Required work: Quote each record exactly, please, leaving none out.

==== Entries supplied

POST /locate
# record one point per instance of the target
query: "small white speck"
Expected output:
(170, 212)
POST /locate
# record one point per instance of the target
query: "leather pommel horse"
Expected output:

========

Answer to the exercise:
POST /locate
# record one point per instance of the target
query: "small white speck"
Expected output:
(170, 212)
POST /locate
# record one point per instance of the target
query: "leather pommel horse"
Expected output:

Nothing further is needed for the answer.